SET OF TASKS:
A – From the article on Indonesian youth unemployment, extract the passage from "Indonesia needs 5" up to and including "as an example.".
B – Answer these questions using the article on Indonesian youth unemployment:
(i) How many new entrants joined the job market in the first three months of this year?
(ii) By how much has the World Bank forecast Indonesia's GDP to grow this year?
(iii) What level has support from political parties in parliament to Jokowi reached, according to Arya?

── TEXT FOR ANALYSIS

There were four million new entrants to the job market in the first three months of this year, compared to 2-3 million per year between 2010 and 2019.
Even among youth who have spent months looking for work, Indonesia’s improving economy appears tangible.
Fresh graduate Ham, 24, who has a degree in communication studies, has been looking for work since September but has yet to land full-time employment as a content writer.
However, Ham, who graduated in early 2022, is still hopeful he will find a full-time job.
“Half of my friends have found full-time work, half of them are still looking. This makes me optimistic,” he said.
Fakhri, 22, a final year history student at Jakarta State University has been looking for work as a journalist for six months but has not received any firm offers. He currently freelances for local news portal Tirto.id.
He is “optimistic” he can find a job as he has published a lot of articles and the government has been “doing a good job handling the economy”, adding that there are many difficulties “due to complications brought on by the Covid-19 pandemic”.
Indonesian youth from senior high school and in vocations, as well as some university graduates, face high unemployment rates, said Professor Devanto.
Some possible explanations, he said, included the difficulty of searching for preferred jobs in “a relatively segmented labour market”, the rapid growth in education and a lack of information about job opportunities.
Adhi of Prospera said “those with a vocational education background are more often left unemployed compared to others, which may suggest a mismatch between industry needs and education”.
Devanto said the high number of unemployed educated youth indicated that they tend to take a “wait and see” attitude on economic conditions. “Some studies have called it ‘luxury unemployment’,” he said.
However, among the ‘lower income segment’ of youth – those with no more than a secondary school education – lower unemployment rates “should be interpreted cautiously”.
That was because they had “less choice to remain unemployed and must enter the labour market, particularly in the informal sector, to bring income to their households,” said Devanto.
Fakhri, at Jakarta State University, is one of these. He said he needed to find work “as soon as possible” to help his widowed mother. He was able to attend university as his good grades earned him a government scholarship.
Professor Devanto also said unemployment rates have been higher in towns and cities than in rural areas.
The professor said unemployment falling this year was down to “the growing economy post-pandemic and relaxation of mobility” after “wait and see periods during the pandemic”.
Indonesia needs 5 per cent economic growth per year for four years in a row to increase the share of formal sector employment from 40 per cent to 45 per cent (the top level of formal sector employment before the pandemic), said Devanto, citing the 2015-2019 period as an example.
He said if the Indonesian economy can grow higher than 5 per cent a year, then formal sector employment levels can return to pre-pandemic levels more quickly.
The World Bank has forecast Indonesia’s GDP to grow by 5.1 per cent this year.
Despite sporadic protests against the rising cost of everyday goods, analysts are optimistic the world’s fourth most populous nation will avoid a Sri Lanka-style anti-government social unrest.
Arya Fernandes, the head of the Department of Politics and Social Change at Indonesia’s Centre for Strategic and International Studies (CSIS), said that in general, the public has lately increasingly supported the government.
“The government is viewed as being successful in handling Covid-19,” said Arya, adding that one factor for that perception is “the giving of subsidies to the lower-middle income group. This has made public support relatively stable”.
He said while the prices of essential goods were still high, especially cooking oil, the government had the situation under control, giving subsidies for the last three months to the nation’s poorest people. This has “secured political stability”.
“Added to that, the opposition is weak. Support from political parties in parliament to (President) Jokowi has reached 80 per cent,” said Arya.

────
── EXTRACTED INFORMATION

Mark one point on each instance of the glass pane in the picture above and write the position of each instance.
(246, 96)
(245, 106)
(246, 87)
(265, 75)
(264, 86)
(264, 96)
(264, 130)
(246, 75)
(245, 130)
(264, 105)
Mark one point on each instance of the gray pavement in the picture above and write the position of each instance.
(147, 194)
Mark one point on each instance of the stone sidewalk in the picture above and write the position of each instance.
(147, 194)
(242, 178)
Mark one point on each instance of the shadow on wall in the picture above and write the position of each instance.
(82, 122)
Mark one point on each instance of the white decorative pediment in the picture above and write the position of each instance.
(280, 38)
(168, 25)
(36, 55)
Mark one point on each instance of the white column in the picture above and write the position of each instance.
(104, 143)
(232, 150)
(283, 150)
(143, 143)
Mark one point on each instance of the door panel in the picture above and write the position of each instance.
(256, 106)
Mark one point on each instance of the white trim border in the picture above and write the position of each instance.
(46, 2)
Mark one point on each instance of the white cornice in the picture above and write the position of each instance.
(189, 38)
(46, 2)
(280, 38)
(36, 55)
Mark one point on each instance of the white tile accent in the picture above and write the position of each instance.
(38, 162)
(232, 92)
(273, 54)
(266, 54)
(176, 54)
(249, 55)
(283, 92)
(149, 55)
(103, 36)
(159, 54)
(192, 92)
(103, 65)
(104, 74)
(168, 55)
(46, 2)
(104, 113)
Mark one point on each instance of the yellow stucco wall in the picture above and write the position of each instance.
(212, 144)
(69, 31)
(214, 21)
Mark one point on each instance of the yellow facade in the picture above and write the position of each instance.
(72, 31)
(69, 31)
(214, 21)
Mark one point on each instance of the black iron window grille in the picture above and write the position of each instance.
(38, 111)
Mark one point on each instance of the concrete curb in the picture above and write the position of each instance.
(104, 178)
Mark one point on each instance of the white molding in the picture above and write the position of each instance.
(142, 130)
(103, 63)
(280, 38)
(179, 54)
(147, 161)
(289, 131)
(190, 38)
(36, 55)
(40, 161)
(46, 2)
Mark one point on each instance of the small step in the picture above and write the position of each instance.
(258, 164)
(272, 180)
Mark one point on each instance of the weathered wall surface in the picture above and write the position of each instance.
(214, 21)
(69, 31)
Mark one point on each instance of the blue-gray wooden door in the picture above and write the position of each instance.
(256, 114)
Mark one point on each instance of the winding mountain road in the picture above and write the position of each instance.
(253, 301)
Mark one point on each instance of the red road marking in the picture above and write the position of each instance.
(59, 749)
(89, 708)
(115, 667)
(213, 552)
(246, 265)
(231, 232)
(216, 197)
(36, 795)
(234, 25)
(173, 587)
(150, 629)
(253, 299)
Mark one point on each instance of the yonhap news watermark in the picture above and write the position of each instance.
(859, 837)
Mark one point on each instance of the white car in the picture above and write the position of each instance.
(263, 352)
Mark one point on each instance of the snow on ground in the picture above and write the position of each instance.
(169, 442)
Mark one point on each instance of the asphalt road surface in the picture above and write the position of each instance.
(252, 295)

────

TASK-BY-TASK SOLUTIONS:
A –
Indonesia needs 5 per cent economic growth per year for four years in a row to increase the share of formal sector employment from 40 per cent to 45 per cent (the top level of formal sector employment before the pandemic), said Devanto, citing the 2015-2019 period as an example.

B –
(i) Four million
(ii) 5.1 per cent
(iii) 80 per cent